(REQUEST): Extract the final stretch of the data: the line that contains "screen in the photo above." and every line after it, unaltered, and no other lines.

(Items listed in a dataset)
━━━━

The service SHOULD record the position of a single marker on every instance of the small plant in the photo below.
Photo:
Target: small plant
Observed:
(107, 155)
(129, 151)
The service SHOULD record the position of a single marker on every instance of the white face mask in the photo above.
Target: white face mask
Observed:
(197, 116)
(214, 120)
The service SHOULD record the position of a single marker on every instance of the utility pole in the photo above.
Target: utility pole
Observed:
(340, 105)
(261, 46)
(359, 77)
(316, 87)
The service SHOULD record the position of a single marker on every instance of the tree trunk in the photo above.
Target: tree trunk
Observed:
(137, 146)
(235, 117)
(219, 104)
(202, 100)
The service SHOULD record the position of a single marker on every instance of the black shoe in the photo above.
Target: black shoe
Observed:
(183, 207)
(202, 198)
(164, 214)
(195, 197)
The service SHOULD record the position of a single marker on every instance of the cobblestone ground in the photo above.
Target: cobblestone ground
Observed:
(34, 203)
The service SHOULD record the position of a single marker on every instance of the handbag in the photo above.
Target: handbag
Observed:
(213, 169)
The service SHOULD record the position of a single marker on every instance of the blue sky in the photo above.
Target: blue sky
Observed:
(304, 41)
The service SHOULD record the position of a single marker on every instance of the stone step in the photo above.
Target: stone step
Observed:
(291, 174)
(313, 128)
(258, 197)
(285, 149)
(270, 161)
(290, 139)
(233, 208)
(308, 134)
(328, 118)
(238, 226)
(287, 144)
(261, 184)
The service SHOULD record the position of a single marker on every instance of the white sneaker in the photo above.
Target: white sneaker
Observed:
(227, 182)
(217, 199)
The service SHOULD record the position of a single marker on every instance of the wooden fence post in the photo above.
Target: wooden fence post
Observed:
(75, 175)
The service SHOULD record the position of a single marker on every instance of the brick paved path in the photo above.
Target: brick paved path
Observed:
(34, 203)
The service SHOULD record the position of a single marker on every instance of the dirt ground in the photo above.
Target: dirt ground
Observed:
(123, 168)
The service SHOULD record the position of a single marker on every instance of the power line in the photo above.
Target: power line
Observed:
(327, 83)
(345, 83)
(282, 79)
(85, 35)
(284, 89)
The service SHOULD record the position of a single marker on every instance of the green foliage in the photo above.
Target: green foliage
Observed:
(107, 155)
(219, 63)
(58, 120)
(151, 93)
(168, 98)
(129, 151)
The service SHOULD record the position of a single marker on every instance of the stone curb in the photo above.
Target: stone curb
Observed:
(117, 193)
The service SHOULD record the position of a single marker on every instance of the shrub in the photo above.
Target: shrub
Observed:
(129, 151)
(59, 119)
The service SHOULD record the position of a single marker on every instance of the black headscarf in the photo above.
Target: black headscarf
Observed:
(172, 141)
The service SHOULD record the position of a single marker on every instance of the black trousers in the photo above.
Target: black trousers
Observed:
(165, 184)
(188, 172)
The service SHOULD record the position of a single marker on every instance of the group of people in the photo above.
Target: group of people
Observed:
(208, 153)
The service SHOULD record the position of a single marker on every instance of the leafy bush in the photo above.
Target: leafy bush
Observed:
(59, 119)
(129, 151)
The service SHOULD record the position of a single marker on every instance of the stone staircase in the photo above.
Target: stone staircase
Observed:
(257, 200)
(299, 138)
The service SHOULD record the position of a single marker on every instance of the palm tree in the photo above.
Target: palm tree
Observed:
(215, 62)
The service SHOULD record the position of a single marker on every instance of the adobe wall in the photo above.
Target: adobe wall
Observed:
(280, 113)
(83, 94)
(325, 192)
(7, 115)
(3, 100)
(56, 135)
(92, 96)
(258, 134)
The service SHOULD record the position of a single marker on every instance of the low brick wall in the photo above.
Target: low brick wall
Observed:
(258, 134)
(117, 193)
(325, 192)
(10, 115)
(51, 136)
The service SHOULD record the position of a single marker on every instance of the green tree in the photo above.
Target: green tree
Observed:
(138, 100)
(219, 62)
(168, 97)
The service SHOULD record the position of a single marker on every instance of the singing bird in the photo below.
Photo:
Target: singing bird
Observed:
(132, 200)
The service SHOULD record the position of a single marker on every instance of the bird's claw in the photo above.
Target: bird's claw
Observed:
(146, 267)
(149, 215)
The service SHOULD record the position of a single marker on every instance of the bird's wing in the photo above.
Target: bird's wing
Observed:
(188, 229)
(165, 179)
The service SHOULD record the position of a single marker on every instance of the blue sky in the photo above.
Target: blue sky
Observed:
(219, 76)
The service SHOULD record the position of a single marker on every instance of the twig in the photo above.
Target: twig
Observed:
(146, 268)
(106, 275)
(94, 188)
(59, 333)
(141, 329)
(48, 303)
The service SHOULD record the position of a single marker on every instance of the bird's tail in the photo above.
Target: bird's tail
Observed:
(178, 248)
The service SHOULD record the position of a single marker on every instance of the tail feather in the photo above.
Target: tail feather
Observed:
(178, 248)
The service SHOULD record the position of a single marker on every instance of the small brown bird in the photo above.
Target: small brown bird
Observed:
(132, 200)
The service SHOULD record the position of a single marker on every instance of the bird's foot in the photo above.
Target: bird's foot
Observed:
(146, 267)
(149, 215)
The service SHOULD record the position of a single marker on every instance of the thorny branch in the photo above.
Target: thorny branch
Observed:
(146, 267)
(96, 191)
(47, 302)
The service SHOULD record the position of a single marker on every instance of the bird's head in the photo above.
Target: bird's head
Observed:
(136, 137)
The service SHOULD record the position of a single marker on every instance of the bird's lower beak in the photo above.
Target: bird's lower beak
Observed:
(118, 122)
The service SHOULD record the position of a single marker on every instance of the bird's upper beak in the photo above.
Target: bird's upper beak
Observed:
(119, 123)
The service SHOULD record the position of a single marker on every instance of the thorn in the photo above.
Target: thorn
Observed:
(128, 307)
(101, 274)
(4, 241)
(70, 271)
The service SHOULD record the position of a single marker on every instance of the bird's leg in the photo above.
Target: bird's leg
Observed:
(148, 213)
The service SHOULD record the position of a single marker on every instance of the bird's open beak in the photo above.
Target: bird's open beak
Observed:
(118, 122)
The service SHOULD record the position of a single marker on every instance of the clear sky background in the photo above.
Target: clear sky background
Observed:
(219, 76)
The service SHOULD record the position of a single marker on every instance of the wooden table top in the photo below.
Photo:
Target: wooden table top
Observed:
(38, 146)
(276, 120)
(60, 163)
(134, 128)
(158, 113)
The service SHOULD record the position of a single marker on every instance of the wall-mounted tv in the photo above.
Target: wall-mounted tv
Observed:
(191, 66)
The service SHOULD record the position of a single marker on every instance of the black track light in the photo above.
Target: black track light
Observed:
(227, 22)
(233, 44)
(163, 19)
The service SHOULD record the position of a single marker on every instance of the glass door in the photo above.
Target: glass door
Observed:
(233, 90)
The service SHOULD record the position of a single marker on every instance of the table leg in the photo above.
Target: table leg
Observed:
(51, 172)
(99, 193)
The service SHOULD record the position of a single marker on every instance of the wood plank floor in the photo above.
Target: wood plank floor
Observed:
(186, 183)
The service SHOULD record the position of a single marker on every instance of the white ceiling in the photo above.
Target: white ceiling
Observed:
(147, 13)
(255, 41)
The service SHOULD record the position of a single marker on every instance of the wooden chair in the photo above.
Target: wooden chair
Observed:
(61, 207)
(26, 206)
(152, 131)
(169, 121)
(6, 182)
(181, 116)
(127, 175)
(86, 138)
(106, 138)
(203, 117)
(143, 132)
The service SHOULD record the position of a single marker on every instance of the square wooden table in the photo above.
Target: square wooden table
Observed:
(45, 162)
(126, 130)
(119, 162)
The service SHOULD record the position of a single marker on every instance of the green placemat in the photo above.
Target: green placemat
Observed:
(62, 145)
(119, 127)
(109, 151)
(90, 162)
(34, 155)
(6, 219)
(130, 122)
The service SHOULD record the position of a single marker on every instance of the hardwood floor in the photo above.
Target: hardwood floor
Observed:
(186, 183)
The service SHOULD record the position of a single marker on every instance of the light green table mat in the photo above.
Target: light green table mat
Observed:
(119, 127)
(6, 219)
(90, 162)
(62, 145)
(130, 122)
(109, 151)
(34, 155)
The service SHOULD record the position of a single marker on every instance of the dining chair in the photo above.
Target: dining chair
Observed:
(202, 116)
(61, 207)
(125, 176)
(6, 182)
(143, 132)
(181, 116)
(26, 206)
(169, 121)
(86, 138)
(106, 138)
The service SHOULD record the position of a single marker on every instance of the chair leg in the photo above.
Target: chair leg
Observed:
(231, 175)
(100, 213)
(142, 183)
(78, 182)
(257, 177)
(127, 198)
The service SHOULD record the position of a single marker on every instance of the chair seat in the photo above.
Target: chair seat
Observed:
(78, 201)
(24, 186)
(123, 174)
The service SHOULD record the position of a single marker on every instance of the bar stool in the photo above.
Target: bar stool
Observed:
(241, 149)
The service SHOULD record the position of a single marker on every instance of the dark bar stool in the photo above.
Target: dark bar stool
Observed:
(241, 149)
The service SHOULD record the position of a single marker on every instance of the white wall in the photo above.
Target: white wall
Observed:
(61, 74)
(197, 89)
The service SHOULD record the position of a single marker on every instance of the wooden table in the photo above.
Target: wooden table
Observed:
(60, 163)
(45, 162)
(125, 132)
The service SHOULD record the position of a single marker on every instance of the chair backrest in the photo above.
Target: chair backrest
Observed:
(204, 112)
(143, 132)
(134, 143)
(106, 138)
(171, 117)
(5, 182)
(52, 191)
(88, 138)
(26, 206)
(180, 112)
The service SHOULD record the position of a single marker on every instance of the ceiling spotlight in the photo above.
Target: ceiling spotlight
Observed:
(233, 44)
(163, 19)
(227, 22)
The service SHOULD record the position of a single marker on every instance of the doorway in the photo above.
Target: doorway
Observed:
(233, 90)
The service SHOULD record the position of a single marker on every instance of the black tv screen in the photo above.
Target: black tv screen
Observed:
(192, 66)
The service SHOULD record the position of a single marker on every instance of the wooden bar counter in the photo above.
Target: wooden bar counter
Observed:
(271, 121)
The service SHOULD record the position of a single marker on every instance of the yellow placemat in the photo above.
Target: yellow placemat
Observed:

━━━━

(TASK SOLUTION):
The service SHOULD record the position of a single marker on every instance of the black tv screen in the photo above.
Target: black tv screen
Observed:
(192, 66)
The service SHOULD record the position of a single marker on every instance of the wooden bar counter in the photo above.
Target: wooden bar counter
Observed:
(271, 121)
The service SHOULD record the position of a single marker on every instance of the yellow placemat in the photo above.
Target: yellow placemat
Observed:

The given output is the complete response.